TO DO
Would you return every entry, exactly as it is written?

RECORDED INFORMATION
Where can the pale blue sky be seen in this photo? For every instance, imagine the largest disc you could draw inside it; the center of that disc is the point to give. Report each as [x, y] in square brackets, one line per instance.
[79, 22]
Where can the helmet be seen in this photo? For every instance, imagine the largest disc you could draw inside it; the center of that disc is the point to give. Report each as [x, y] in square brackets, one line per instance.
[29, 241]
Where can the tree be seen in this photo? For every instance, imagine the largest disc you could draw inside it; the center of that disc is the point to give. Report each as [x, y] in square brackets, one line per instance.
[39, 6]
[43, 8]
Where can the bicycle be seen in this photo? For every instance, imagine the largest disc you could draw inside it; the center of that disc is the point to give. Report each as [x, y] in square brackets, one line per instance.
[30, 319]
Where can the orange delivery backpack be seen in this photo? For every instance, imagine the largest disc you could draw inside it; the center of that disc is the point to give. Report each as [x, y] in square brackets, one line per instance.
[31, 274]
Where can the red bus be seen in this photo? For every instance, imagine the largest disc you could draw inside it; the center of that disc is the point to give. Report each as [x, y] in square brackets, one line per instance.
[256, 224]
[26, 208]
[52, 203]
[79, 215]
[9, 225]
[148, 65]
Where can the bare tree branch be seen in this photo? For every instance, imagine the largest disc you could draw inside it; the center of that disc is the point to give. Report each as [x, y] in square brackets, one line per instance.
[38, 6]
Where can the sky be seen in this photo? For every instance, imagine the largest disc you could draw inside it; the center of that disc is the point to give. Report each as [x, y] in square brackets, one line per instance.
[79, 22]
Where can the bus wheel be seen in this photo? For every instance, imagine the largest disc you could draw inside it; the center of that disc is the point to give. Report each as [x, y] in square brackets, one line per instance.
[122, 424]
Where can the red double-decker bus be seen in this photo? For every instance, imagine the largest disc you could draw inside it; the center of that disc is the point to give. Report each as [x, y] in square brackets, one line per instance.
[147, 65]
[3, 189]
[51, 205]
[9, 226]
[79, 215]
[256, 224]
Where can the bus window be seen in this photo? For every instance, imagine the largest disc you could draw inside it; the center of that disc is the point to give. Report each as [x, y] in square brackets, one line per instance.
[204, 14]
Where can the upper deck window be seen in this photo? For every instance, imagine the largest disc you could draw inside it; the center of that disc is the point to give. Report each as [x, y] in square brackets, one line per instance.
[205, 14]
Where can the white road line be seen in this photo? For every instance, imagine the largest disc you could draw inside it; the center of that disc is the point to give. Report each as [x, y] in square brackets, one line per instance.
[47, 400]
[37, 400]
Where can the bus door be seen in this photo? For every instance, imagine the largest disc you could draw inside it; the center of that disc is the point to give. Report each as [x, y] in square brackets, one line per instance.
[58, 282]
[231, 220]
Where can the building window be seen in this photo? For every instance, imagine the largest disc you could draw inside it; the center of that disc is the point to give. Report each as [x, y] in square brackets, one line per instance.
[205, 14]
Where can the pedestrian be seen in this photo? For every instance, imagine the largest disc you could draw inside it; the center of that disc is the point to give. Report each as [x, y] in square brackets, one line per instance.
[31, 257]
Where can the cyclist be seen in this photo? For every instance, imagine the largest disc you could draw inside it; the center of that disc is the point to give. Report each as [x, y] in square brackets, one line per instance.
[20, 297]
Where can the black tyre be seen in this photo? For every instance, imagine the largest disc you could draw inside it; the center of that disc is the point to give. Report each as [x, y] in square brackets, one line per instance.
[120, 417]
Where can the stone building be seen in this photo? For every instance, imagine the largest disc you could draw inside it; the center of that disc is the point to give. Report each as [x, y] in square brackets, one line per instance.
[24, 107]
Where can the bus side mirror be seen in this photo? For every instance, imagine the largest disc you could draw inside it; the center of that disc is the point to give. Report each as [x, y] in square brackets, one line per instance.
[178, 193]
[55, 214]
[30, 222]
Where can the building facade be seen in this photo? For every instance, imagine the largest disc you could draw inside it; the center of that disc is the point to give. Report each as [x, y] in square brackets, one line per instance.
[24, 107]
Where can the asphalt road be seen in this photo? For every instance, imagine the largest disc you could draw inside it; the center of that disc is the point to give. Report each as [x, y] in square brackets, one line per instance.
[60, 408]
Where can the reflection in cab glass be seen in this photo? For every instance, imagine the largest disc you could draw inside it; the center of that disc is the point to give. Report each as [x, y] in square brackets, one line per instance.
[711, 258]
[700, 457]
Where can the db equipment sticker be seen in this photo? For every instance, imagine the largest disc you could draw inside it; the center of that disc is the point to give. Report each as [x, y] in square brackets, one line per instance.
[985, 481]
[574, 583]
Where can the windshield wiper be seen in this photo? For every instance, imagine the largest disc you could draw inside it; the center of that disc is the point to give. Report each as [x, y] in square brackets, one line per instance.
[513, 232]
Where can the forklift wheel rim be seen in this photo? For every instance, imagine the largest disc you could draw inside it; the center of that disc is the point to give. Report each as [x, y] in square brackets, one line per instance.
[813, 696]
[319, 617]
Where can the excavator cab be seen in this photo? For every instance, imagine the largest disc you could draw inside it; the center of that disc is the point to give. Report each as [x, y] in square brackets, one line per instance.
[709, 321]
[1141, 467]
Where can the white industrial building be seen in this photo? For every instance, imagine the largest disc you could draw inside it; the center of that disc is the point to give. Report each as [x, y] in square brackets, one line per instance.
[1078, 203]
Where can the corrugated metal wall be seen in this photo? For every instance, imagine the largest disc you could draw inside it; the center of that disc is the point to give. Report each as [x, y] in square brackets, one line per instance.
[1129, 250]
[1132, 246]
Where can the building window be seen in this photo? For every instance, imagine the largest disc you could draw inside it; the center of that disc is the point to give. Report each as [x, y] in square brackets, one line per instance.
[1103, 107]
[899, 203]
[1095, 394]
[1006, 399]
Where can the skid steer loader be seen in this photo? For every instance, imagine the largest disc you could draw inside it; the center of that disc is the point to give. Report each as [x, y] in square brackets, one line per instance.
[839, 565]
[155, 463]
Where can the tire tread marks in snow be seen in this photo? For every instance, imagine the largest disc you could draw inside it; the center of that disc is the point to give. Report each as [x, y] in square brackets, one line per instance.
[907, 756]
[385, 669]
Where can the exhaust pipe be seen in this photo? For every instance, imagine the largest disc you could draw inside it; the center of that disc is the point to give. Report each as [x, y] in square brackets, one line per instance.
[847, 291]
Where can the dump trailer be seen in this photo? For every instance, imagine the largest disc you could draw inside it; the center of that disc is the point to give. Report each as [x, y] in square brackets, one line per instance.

RESPONSE TO THE TASK
Where can the pale blue sky be seen in this photo? For every instance, imagine the largest disc you could draw inside it; the center of that disc is the point to give. Report each as [x, y] in square brackets, one line per instance.
[79, 22]
Where can the helmet be seen in this photo? For every instance, imagine the largest disc you could draw inside it; the center of that disc is the point to give. Report each as [x, y] in square brackets, one line per instance.
[29, 241]
Where can the tree be seen in this photo? For every instance, imagine the largest disc you could draw inside it; the center of that disc is the point to give. Report each as [x, y] in square brackets, one line per instance.
[39, 6]
[43, 8]
Where can the bicycle be seen in this photo? For every instance, imagine the largest disc you could draw inside it; the center of that disc is the point to give. Report each as [x, y] in square brackets, one line per instance.
[30, 319]
Where can the orange delivery backpack be seen in this photo? For every instance, imagine the largest disc you could draw inside it; the center of that disc is the point to give. Report each as [x, y] in square brackets, one line per instance.
[31, 274]
Where can the red bus be seen in this photo? For every instance, imagine the largest disc you could draw inside it; the center of that disc is the point to give. Report each as [x, y] in square brackets, one line per instance.
[256, 224]
[26, 208]
[52, 203]
[79, 215]
[9, 225]
[148, 65]
Where can the bare tree branch be seen in this photo? For every instance, imagine the largest disc you could draw inside it; the center of that disc is the point to give. Report each as [x, y] in square brackets, one line per instance.
[38, 6]
Where can the sky be seen in this photo? For every instance, imagine the largest disc you could draw inside it; the center of that disc is the point to give. Report each as [x, y] in square brackets, one line per instance.
[79, 22]
Where can the bus wheel be seen in this photo? For every instance, imagine the largest disc you could draw inside it; the center of that disc is the point to give. Report each as [x, y] in square brackets, one line per instance.
[122, 424]
Where can the red double-decker bus be seen in this photo? For every instance, imagine the largest disc you could draw inside it; the center of that disc is the point to give. Report each as [x, y] in square brackets, one line per instance.
[147, 65]
[3, 189]
[51, 205]
[9, 226]
[79, 215]
[256, 224]
Where can the bus window be seen in this photo? For every instance, imagine the largest disc you could draw inside it; the center of that disc is the point to give. Report each as [x, y] in square brackets, one line per instance.
[204, 14]
Where can the upper deck window be seen in this photo? For every instance, imagine the largest disc you could draw inside it; the center of that disc is the point to give. Report each as [x, y] in square brackets, one line per instance.
[205, 14]
Where can the white road line be seen in this photo? For every instance, imagine the largest disc you could draw inside it; the center of that disc is the point to give. Report each as [x, y] in square brackets, one line per instance.
[47, 400]
[37, 400]
Where can the bus door be seen in this photo? For every instance, imagine the largest disc you could draw inside it; the center of that disc is the point to give. Report each as [x, y] in square brackets, one line per instance.
[58, 282]
[231, 220]
Where can the building window be seen in this photo? For every instance, imagine the largest disc you could draw inside it; the center of that disc is the point to give. Report each as [x, y] in square brackets, one line per instance.
[205, 14]
Where can the pedestrian be seen in this photo? For every instance, imagine the largest disc you could draw inside it; the center of that disc is the point to give. Report each as [x, y] in square brackets, one line per instance.
[31, 257]
Where can the cyclist be seen in this photo? For every instance, imagine the largest disc you could draw inside it; the center of that disc is the point to give. Report each as [x, y] in square brackets, one line per instance.
[20, 297]
Where can the black tyre be seen in this photo? For every instance, imagine the largest disc you could draw inside it; the center of that disc is the point to give. Report each as [x, y] in square brackets, one line per instance.
[120, 417]
Where can the stone building be seen in this photo? For every instance, imagine the largest disc you could draw inside it; the center of that disc is the point to give. Report each as [x, y] in square brackets, one line per instance.
[24, 107]
Where can the bus side mirror be seen in this photo? For every instance, imagine the largest disc you could draw inside it; the center of that disc is the point to give. Report each as [x, y] in square brackets, one line per instance.
[178, 193]
[55, 214]
[30, 222]
Where can the building facade be seen in this photo? For every instance, imagine the largest disc you could draw inside it; the center of that disc is the point to give. Report each as [x, y] in square brackets, one line per instance.
[24, 107]
Where can the asphalt road be seen in this photo? For every instance, imagine the largest disc you could draw inside it; the center of that disc is the point to give. Report each as [x, y] in square brackets, one line per instance.
[60, 408]
Where can the reflection in cab glass be seen in this photo? For every instance, imagine the largest disc you could draw inside it; the center of that disc is the point to give. Report each as [x, y] in square brackets, one line per instance.
[711, 258]
[700, 457]
Where can the db equipment sticker be seen in this photo? For every instance, imagine the largest disc you could draw inside it; the center of that disc is the point to give. Report each as [x, y] in square brackets, one line per instance.
[985, 481]
[574, 583]
Where can the windshield wiper be seen in this photo? For every instance, imagine the largest disc you could draw inside it; the center of that disc is the point to give. Report each as [x, y] in square brackets, one line per instance.
[513, 232]
Where can the forklift wheel rim be seen in this photo? For every instance, imagine the largest disc you could draw inside it; the center of that disc is the point to give. Report each as [x, y] in square brackets, one line per instance.
[813, 696]
[319, 617]
Where can the excavator cab be seen in this photo? For every instance, imagine the largest disc you could draw inside it; the center of that disc is the point to give. Report each as [x, y] in square brackets, one line per instance.
[709, 321]
[1141, 467]
Where can the white industrial building be seen in this photo? For every instance, imagine the largest disc you could draw inside it; the center of that disc is the point to give. Report each as [x, y] in square brackets, one line per instance.
[1078, 203]
Where can the corrugated metal wall be seen in this photo? For every instance, imagine the largest disc you could draw inside it; the center of that disc is the point to give. Report each as [x, y] in square brackets, one line per instance.
[1129, 250]
[1132, 246]
Where can the building window be seen in this photo? For every instance, imagine the largest disc you could draw inside it; the center of that disc is the point to give. Report each as [x, y] in square brackets, one line per instance.
[1103, 107]
[899, 203]
[1095, 394]
[1006, 399]
Where can the skid steer loader be seen in this photo? For every instance, imagine the largest disc you could draw inside it; the center of that disc is the point to give. Report each as [x, y] in square brackets, one line per instance.
[839, 565]
[155, 463]
Where can the tire tread marks in snow be seen in this photo? For every instance, imagine the largest disc you could draw inside it; the center of that disc is the point to give. Report each as [x, y] in square brackets, one line per instance.
[907, 756]
[385, 669]
Where can the exhaust pipe be seen in this photo? For every instance, imagine the largest disc you could draw inside it; the center of that disc is the point to give. Report each as [x, y] in square brackets, one line per instance.
[847, 291]
Where can the dump trailer be seen in this photo? For every instance, imagine the largest disc you could draw inside it; the center of that disc is the point to give. Report each as [x, y] in square brackets, one line per instance.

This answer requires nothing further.